*Work to be completed*. In the SSE article below, recast the paragraph that opens with "SSE extension has a set of vector variables" as a short bulleted list that keeps its main facts.

Speeding-up algorithms with SSE

Have you ever asked anyone if assembly language might be useful nowadays? So, here’s the short answer: YES. When you know how your computer works (not a processor itself, but the whole thing - memory organization, math co-processor and others), you may optimize your code while writing it. In this short article, I shall try to show you some use cases of optimizations, which you may incorporate with the usage of low-level programming.

Recently I was reading through my old posts and found out there is a gap in the article about SSE - the post did not cover some of the implementation caveats. I decided to fulfill this and re-publish a new version.

Finding maximum

So, let’s start-off searching a maximum element in the array. Usually, it is nothing just iterating through the array, comparing each element with some starting value. For optimization reason and for the precision’s sake we set the initial value to the first array’s element. Like this:

float max_value(float *a, int n) {
    float res = a[0];

    for (int i = 1; i < n; i++) {
        if (a[i] > res)
            res = a[i];
    }

    return res;
}

What we could do firstly is to store not the search element itself, but its index:

float max_index(float *a, int n) {
    int res = 0;

    for (int i = 1; i < n; i++) {
        if (a[i] > a[res])
            res = i;
    }

    return a[res];
}

This naive optimization has its effect (time in seconds; the value found in braces):

Value-based: 0.00732200 (0.99999827)
Index-based: 0.00674200 (0.99999827)

Vector operations

This is quite a universal algorithm, which could be used for any type, which allows comparing. But let’s think abotu how we can speed up that code. First of all, we could split the array into pieces and find maximum among them.

There is a technology, allowing that. It is called SIMD - Single Instruction - Multiple Data Stream. Simply saying, it means dealing with multiple data pieces (cells, variables, elements) with the use of a single processor’ instruction. This is done in processor command extension called SSE.

Note: your processor or even operating system may not support these operations. So, before continuing reading this article, be sure to check if it does. On Unix systems you may look for mmx|sse|sse2|sse3|sse4_1|sse4_1|avx in /proc/cpuinfo file.

SSE extension has a set of vector variables to be used. These variables (on the lowest, assembly level, they are called XMM0 .. XMM7 registers) allow us for storing and processing 128 bits of data as it was a set of 16 char, 8 short, 4 float/int, 2 double or 1 128-bit int variables.

But wait! There are other versions of SSE, allowing for different registers of a different size! Check this out:

SIMD extensions

MMX - hot 1997:

  • only integer items
  • vectors have a length of 64 bits
  • 8 registers, namely MM0..MM7

SSE highlights:

  • only 8 registers
  • each register has a size of 128 bit
  • 70 operations
  • allow for floating-point operations and vector’ elements

SSE2 features:

  • adds 8 more registers (so now we have XMM0 .. XMM15)

*Dataset*.
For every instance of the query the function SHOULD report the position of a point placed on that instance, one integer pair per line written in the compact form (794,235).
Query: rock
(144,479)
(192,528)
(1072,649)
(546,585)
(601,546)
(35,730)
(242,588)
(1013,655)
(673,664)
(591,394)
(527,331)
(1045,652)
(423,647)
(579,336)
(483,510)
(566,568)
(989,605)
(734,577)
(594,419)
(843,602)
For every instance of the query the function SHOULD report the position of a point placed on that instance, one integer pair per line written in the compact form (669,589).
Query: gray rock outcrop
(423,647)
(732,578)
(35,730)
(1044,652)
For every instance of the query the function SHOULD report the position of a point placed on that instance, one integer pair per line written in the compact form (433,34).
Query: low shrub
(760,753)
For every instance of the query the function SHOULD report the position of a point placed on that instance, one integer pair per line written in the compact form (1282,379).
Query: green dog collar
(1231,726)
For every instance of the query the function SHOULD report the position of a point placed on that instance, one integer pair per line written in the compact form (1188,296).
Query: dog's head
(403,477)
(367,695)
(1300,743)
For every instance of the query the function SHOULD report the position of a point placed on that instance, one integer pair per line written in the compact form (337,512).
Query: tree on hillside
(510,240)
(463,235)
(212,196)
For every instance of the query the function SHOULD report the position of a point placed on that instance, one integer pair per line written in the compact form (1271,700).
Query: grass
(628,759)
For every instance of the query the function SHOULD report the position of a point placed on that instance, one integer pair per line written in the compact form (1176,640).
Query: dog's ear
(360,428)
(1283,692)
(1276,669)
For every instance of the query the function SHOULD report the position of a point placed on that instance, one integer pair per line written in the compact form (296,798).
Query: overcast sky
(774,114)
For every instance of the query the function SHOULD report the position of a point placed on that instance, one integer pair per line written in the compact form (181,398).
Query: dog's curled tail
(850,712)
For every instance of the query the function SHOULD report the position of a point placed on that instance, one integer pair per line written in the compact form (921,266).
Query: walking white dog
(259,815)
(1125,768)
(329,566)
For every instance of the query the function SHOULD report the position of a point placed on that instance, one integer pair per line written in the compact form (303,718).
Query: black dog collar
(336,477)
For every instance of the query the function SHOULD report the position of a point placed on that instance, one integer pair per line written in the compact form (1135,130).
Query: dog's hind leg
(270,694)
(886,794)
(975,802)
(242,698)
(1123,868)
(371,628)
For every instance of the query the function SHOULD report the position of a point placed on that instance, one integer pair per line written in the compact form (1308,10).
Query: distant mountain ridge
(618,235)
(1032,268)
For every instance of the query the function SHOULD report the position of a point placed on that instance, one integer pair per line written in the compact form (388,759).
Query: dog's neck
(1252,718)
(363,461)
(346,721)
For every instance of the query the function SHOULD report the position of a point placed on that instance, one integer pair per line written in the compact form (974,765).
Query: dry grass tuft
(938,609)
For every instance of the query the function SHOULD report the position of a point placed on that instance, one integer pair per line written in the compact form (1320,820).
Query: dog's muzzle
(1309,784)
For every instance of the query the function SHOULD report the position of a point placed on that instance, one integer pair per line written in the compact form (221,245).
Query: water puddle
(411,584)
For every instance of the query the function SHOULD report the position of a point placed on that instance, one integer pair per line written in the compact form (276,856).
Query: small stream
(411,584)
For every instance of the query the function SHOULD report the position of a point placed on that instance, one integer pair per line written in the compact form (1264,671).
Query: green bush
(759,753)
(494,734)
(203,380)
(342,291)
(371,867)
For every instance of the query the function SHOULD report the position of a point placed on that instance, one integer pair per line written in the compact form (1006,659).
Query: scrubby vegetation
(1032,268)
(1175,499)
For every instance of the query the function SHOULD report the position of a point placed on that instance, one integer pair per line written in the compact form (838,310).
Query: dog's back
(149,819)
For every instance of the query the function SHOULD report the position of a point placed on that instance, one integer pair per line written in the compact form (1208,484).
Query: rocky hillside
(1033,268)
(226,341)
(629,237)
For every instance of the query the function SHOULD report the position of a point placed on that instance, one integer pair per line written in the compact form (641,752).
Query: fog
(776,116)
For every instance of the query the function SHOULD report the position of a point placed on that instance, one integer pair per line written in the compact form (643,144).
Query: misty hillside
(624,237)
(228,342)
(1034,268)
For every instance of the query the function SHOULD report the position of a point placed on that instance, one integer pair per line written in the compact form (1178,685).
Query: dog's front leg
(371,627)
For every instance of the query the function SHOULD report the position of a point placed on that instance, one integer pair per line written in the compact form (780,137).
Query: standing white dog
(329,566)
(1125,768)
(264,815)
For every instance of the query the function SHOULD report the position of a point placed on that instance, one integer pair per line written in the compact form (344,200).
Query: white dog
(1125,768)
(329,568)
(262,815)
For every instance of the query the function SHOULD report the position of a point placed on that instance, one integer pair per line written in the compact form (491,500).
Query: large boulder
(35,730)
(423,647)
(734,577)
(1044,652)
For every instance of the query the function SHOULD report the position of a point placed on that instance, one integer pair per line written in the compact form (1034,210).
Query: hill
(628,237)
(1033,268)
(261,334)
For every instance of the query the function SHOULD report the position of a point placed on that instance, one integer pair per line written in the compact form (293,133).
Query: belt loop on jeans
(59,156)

*Reply*.
- SSE provides a set of vector variables.
- At the assembly level, these are the XMM0 .. XMM7 registers.
- Each one stores and processes 128 bits of data.
- Those 128 bits can be handled as 16 char, 8 short, 4 float/int, 2 double, or 1 128-bit int variables.